(Object pointing dataset records)
========
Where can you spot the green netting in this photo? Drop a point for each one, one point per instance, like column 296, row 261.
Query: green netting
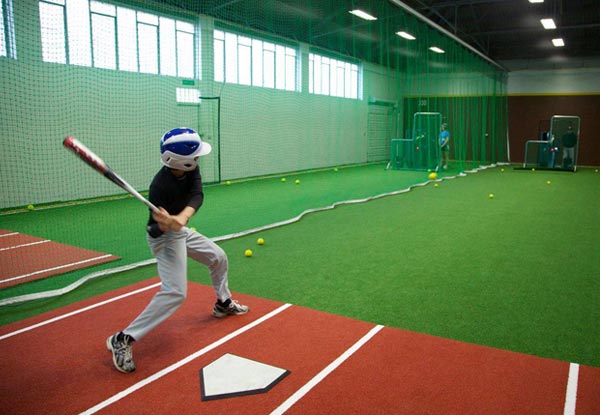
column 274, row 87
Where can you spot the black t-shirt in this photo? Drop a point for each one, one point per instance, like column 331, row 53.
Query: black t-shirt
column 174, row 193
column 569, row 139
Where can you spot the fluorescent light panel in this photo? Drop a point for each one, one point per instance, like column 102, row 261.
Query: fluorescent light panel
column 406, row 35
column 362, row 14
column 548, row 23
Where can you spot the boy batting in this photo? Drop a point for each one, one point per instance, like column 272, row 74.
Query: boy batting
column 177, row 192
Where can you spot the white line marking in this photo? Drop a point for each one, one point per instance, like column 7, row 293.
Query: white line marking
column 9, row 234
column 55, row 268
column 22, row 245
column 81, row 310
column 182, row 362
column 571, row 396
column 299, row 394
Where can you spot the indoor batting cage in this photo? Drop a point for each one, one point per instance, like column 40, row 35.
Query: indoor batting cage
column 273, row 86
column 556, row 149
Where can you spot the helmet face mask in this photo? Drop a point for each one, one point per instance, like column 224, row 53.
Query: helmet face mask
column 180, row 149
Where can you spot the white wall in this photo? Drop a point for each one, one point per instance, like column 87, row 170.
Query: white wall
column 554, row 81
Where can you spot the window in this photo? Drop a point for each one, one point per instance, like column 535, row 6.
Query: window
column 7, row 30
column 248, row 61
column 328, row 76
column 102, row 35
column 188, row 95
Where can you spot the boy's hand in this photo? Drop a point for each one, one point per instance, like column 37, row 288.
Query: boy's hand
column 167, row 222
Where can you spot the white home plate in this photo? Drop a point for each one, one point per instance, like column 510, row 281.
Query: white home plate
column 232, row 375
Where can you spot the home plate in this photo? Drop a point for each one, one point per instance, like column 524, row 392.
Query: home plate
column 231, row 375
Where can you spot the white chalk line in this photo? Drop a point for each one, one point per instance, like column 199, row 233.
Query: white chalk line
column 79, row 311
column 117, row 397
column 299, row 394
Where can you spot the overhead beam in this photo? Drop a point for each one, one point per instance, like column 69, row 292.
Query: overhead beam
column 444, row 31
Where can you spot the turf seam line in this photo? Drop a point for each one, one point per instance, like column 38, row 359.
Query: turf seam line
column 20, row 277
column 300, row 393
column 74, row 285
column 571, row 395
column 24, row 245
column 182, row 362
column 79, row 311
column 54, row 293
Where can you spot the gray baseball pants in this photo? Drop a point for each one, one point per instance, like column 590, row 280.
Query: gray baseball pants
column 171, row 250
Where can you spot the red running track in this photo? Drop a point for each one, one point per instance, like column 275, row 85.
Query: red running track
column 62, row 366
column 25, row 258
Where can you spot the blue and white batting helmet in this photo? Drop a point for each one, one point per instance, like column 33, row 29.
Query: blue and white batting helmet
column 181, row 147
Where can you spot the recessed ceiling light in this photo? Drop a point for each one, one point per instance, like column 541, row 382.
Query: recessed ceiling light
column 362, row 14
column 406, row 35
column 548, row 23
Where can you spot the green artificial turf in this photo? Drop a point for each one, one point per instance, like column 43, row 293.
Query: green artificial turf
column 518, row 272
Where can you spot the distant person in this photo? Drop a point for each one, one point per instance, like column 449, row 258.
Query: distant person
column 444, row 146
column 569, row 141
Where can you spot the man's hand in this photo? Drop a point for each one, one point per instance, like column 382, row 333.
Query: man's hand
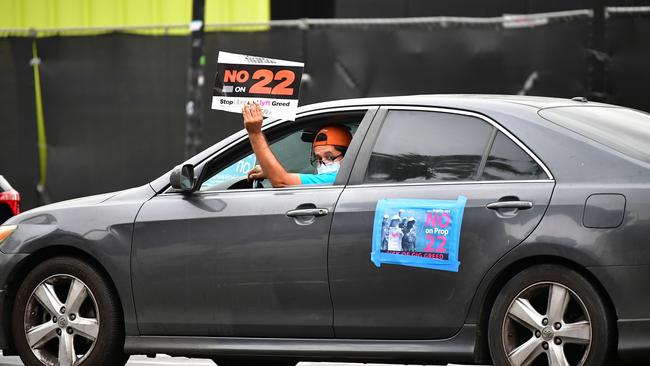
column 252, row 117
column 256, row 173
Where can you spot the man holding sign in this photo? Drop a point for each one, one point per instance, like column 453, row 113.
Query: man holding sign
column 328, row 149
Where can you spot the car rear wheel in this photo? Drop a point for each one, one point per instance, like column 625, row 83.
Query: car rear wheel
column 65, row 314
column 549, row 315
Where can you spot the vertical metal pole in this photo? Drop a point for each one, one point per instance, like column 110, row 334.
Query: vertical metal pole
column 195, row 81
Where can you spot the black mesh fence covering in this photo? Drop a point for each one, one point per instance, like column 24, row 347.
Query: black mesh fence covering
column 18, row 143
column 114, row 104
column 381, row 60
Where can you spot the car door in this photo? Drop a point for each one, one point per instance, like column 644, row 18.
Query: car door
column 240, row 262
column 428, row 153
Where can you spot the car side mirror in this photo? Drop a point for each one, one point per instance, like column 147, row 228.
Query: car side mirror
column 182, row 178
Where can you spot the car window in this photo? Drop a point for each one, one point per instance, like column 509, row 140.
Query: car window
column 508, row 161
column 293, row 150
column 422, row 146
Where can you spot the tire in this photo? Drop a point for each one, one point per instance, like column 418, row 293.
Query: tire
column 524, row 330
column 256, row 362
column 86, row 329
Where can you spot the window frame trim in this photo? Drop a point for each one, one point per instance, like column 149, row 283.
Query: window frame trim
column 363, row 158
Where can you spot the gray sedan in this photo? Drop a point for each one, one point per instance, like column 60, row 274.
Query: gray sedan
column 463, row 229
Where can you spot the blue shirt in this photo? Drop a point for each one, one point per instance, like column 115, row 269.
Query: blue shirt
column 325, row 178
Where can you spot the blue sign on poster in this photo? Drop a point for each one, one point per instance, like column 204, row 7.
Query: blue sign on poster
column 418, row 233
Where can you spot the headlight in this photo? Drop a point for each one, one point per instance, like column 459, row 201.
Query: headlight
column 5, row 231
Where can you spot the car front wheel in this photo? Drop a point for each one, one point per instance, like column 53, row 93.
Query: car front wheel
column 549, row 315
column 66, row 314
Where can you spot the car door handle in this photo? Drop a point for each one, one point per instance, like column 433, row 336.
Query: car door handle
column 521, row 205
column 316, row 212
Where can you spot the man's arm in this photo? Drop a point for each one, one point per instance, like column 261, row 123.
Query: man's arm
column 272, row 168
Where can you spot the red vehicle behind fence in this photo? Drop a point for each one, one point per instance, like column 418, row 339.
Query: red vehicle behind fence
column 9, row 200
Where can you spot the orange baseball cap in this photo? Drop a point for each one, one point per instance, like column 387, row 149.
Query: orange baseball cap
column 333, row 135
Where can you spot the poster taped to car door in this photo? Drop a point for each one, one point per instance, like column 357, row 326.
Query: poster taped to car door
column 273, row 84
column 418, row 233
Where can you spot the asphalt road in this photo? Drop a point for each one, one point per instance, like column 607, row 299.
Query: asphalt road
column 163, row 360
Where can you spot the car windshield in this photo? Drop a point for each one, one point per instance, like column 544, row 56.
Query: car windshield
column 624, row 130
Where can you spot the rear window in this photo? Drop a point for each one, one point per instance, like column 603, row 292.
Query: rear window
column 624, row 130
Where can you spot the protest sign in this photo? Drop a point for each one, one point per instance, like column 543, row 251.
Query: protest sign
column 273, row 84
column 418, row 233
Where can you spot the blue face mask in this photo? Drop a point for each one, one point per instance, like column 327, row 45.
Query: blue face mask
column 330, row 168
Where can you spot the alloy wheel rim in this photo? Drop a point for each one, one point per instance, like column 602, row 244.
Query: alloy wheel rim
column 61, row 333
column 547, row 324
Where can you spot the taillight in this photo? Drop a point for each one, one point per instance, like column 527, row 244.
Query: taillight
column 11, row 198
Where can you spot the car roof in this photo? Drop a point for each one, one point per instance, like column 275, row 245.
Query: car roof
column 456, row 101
========
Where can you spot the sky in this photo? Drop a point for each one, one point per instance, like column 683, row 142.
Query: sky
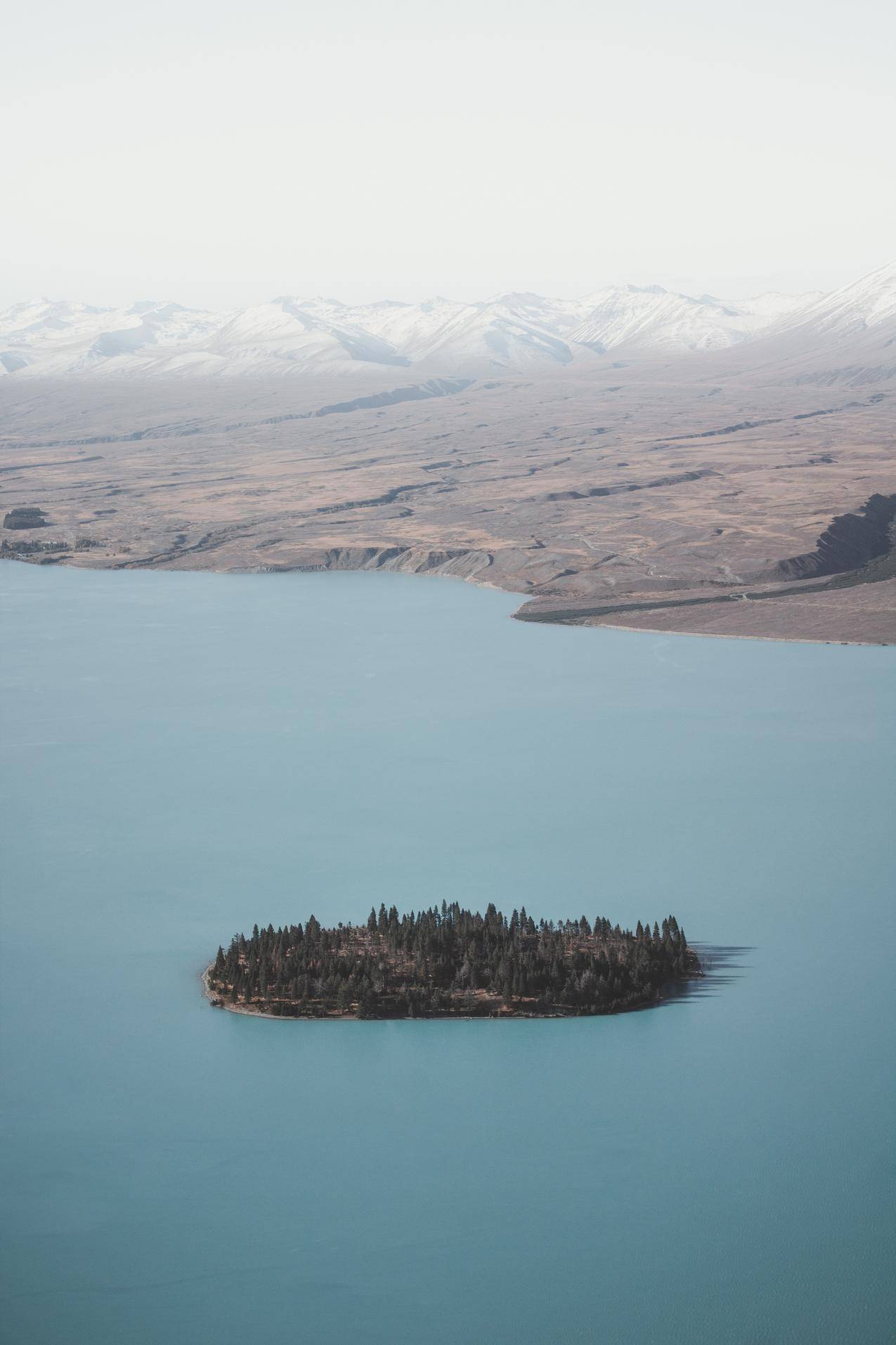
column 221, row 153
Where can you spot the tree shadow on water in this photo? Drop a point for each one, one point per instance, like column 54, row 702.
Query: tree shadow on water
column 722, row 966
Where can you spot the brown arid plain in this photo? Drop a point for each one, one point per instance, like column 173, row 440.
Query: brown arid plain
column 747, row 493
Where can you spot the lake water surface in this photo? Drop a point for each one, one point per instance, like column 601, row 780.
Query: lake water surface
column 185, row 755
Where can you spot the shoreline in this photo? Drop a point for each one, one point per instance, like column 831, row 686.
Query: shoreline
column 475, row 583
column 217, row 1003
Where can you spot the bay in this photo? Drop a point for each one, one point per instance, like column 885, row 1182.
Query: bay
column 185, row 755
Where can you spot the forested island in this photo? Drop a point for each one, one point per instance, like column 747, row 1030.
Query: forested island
========
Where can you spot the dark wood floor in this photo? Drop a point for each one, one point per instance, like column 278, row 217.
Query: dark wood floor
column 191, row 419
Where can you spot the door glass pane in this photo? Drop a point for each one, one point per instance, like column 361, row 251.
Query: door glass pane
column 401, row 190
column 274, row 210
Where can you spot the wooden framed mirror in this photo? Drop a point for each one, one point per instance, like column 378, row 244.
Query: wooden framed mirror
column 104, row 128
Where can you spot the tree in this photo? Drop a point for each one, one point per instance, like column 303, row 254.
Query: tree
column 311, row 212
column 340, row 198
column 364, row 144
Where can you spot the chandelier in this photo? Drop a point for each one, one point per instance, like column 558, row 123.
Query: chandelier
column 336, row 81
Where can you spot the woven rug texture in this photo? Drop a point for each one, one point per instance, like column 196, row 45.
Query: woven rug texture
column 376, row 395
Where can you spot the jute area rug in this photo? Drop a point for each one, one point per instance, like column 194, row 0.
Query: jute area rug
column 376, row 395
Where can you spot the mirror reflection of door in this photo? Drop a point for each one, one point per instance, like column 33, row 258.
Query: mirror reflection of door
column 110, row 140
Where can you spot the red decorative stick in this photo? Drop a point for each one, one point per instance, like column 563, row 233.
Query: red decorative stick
========
— Given instruction —
Change "turf seam line" to "field seam line" in the records from the line with "Where can you spot the white home" to the line with "column 181, row 147", keeping everything else the same, and return only those lines.

— Expected output —
Where can you spot the white home plate in this photo? Drop a point for each one, one point per instance, like column 510, row 281.
Query: white home plate
column 232, row 375
Where can you spot the home plate in this photo? Drop a point for each one, one point per instance, like column 524, row 392.
Query: home plate
column 231, row 375
Where can you spot the white chalk line in this photo? Drop a point for each one, one point per instance, like column 199, row 233.
Query: white chalk line
column 79, row 311
column 117, row 397
column 299, row 394
Where can you spot the overhead beam in this photo? Drop a point for each one, one point per instance, like column 69, row 292.
Query: overhead beam
column 444, row 31
Where can you spot the field seam line in this photo? Drop a point for each one, one point per instance, like column 38, row 359.
Query: field seam line
column 20, row 277
column 300, row 393
column 74, row 285
column 571, row 395
column 24, row 245
column 182, row 362
column 79, row 311
column 54, row 293
Where can you spot the gray baseball pants in this photo? Drop a point for each one, one point per instance, like column 590, row 280.
Query: gray baseball pants
column 171, row 250
Where can you spot the red running track in this photo? Drop a point for each one, one point per instance, like column 275, row 85.
Query: red running track
column 62, row 366
column 25, row 258
Where can you spot the blue and white batting helmet in this photo? Drop a point for each one, one point per instance, like column 33, row 29.
Query: blue and white batting helmet
column 181, row 147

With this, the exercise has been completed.